Wybrany tekst
Loża im. Marka Koniarka otwarta!
13 sierpnia 2023, 19:58 | Autor: BercikSobotnie 69. Derby Łodzi zakończyły się zwycięstwem piłkarzy czerwono-biało-czerwonych. Przed meczem miała miejsce ciekawa uroczystość, związana z jednym z widzewskich partnerów.
Drukarnia Erbi jest jednym z partnerów klubu i członkiem Widzewskiego Klubu Biznesu. Od lat wspiera łódzki klub i i zasiada w jednej z lóż na stadionie „Serca Łodzi”. Przed wczorajszym meczem loża została nazwana imieniem Marka Koniarka.
Były napastnik RTS gościł na wczorajszych derbach w loży Erbi, która od wczoraj nosi jego imię. Co ciekawe, inne loże również są nazwane nazwiskami byłych widzewiaków: ŚP. Krzyszfofa Surlita, ŚP. Marka Pięty, Mirosława Tłokińskiego, Marka Citki, ŚP. Włodzimierza Smolarka, Radosława Michalskiego, Józefa Młynarczyka, Zbigniewa Bońka czy Wiesława Wragi.
Bravo!
Przydałby się Marek w ataku, oj przydał…
Bravo. Linkujcie od razu sponsora w artykule
Wolę upamiętniać w ten sposób zmarłych, ale dobrze że Marek Koniarek żyje i niech żyje 100 lat.
Właśnie, lożą, sektorem, warto upamiętniać zasłużonych. Mam nadzieję że więcej numerów nie będziemy zastrzegać a 11 kiedyś wróci do obiegu.
Jestem za powrotem 11. Nic w tym kierunku nie jest robione. Żeby chciaz były koszulki Smolarka w sklepie. A tak to mamy numer zastrzeżony i tyle… Słabe to.
Ja również. Bo Młynarczyk i Boniek nie będą przecież żyć wiecznie, a zastrzeganie kolejnych numerów (1 i 9) nie ma chyba sensu
Coś czego nie ma, nie jest upamiętnieniem,co najwyżej na chwilę gdy zastrzegano pożywką dla gawiedzi, dobrą bo tanią.

Zapisane dane

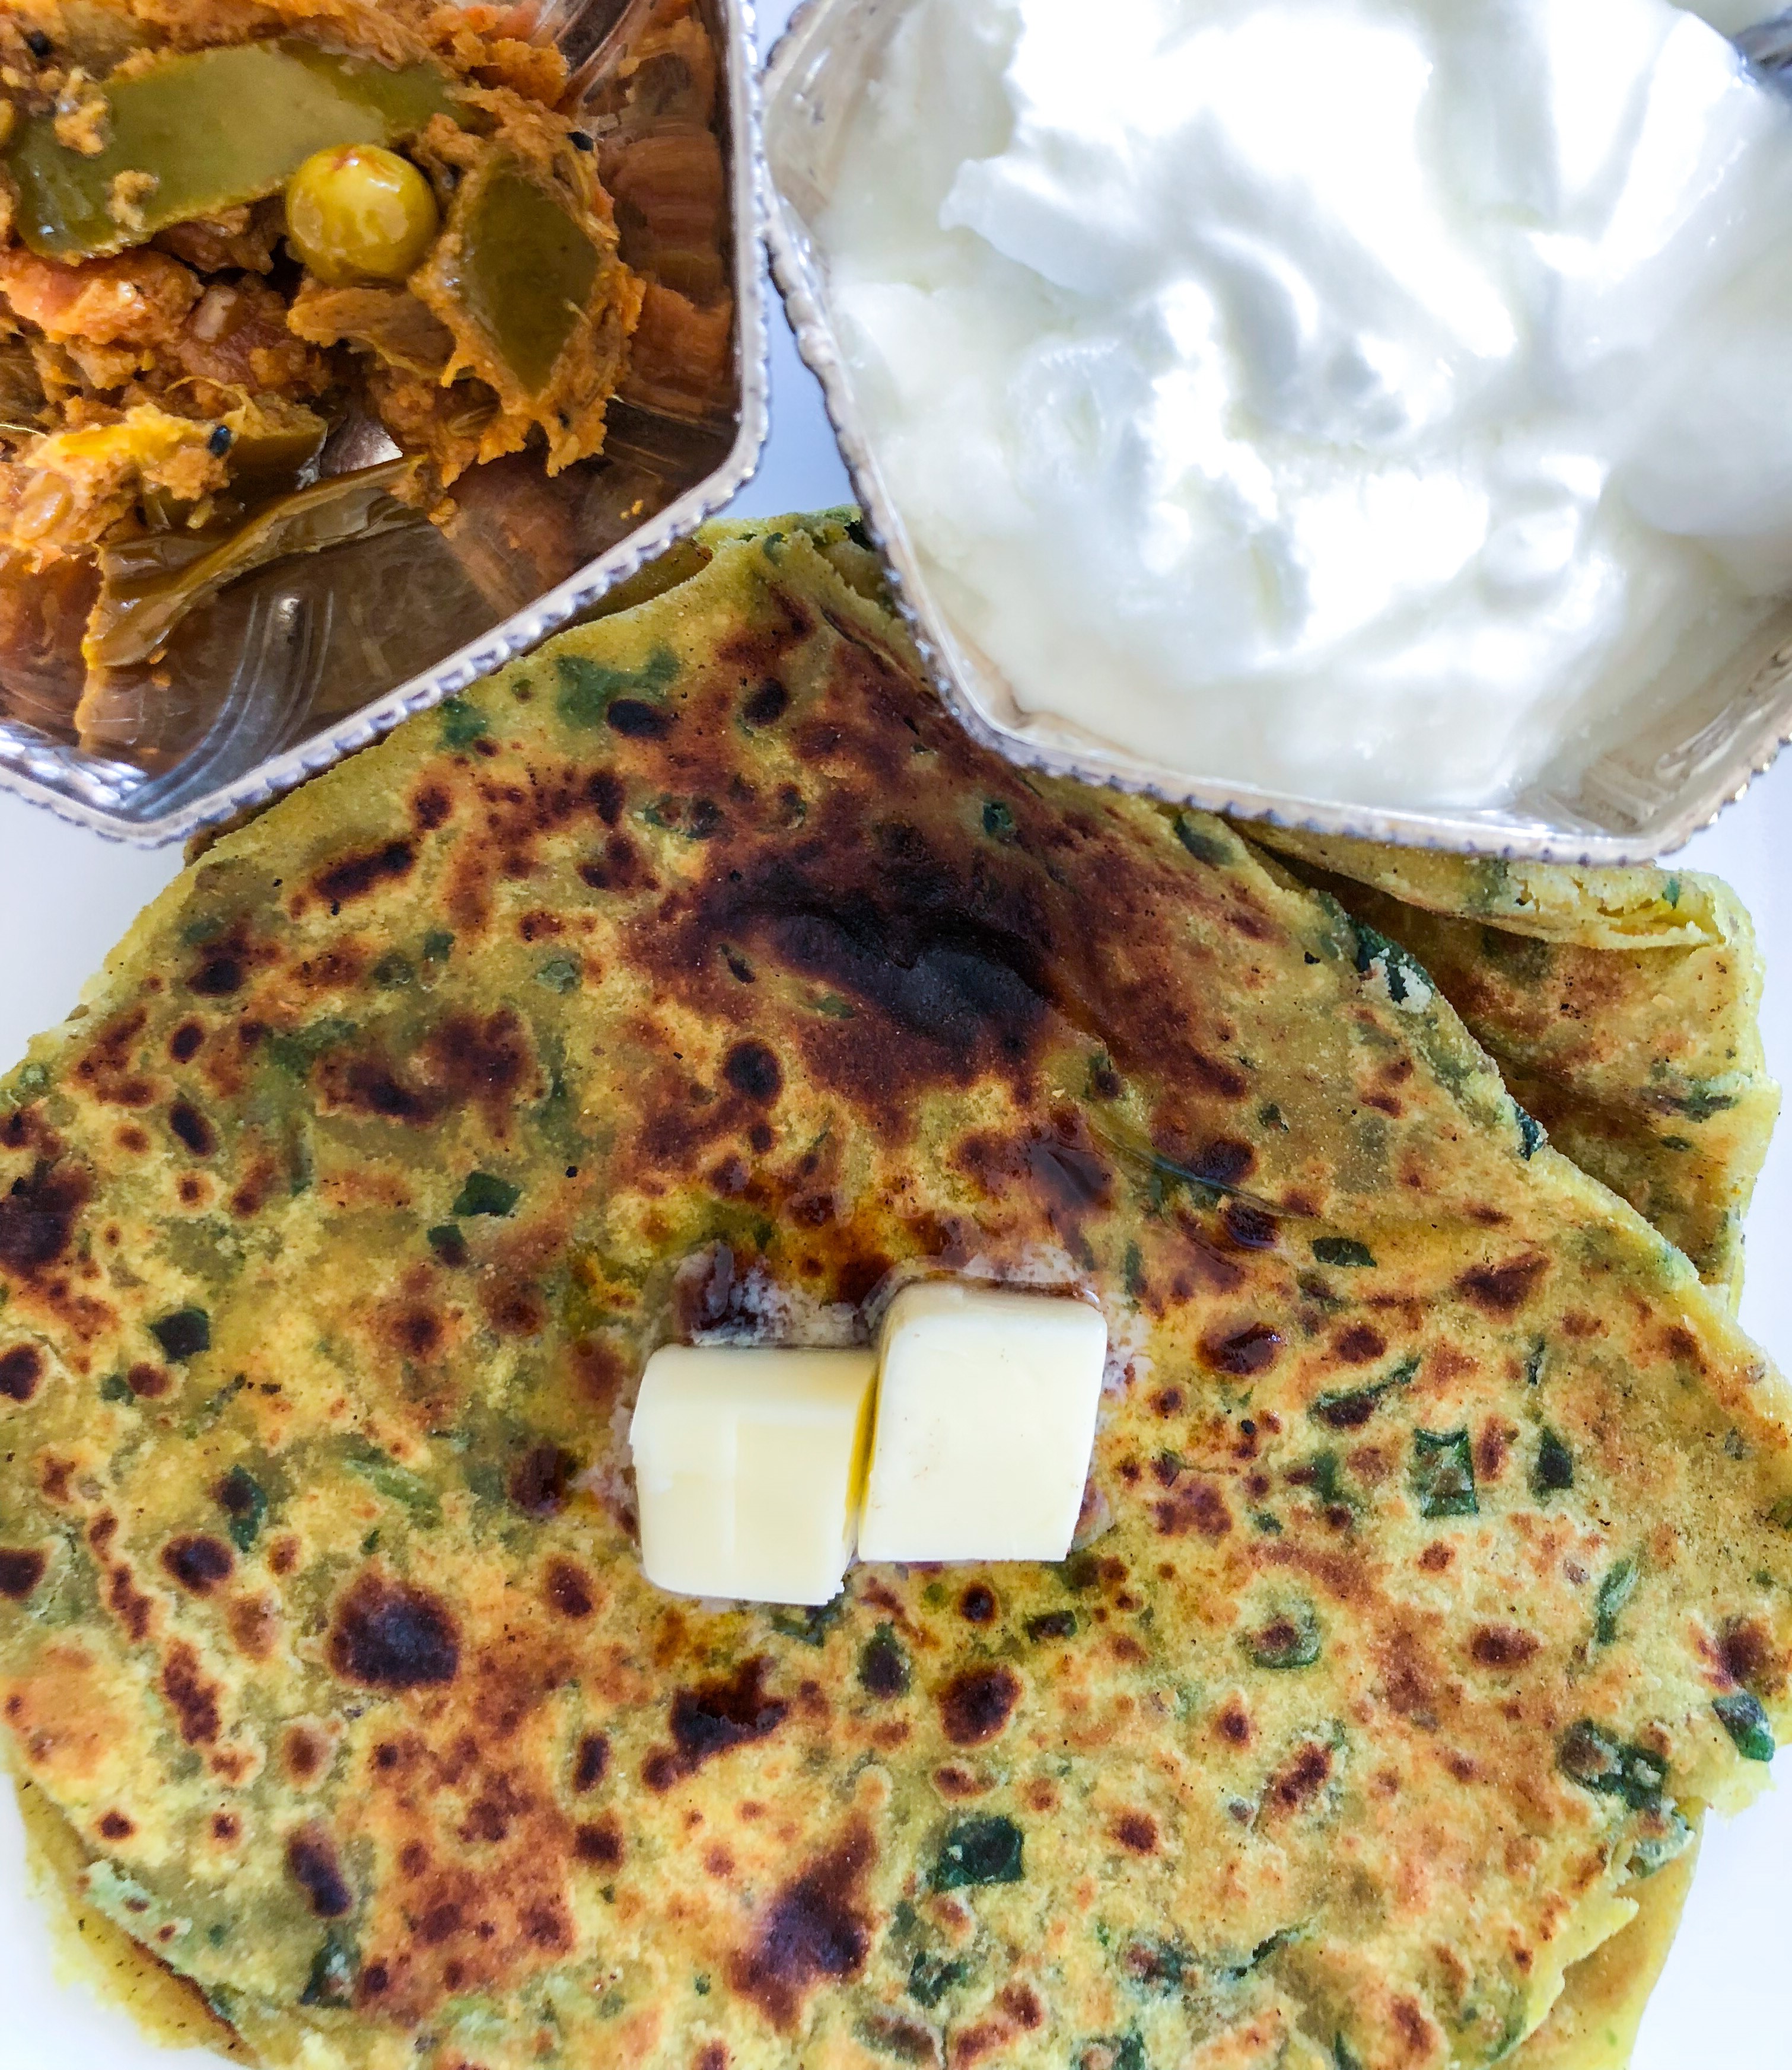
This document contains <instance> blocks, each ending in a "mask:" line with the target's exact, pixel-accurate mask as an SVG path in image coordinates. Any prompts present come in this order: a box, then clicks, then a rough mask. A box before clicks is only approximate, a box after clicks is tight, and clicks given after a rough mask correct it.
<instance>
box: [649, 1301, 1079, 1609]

Polecenie
Streść wybrany tekst w dwóch zdaniach.

Miejsce na odpowiedź
Przed 69. Derbami Łodzi, zakończonymi zwycięstwem piłkarzy czerwono-biało-czerwonych, loża drukarni Erbi, partnera klubu i członka Widzewskiego Klubu Biznesu, została nazwana imieniem Marka Koniarka, byłego napastnika RTS, który oglądał z niej mecz. Inne loże na stadionie również noszą nazwiska byłych widzewiaków, między innymi Włodzimierza Smolarka, Zbigniewa Bońka i Józefa Młynarczyka.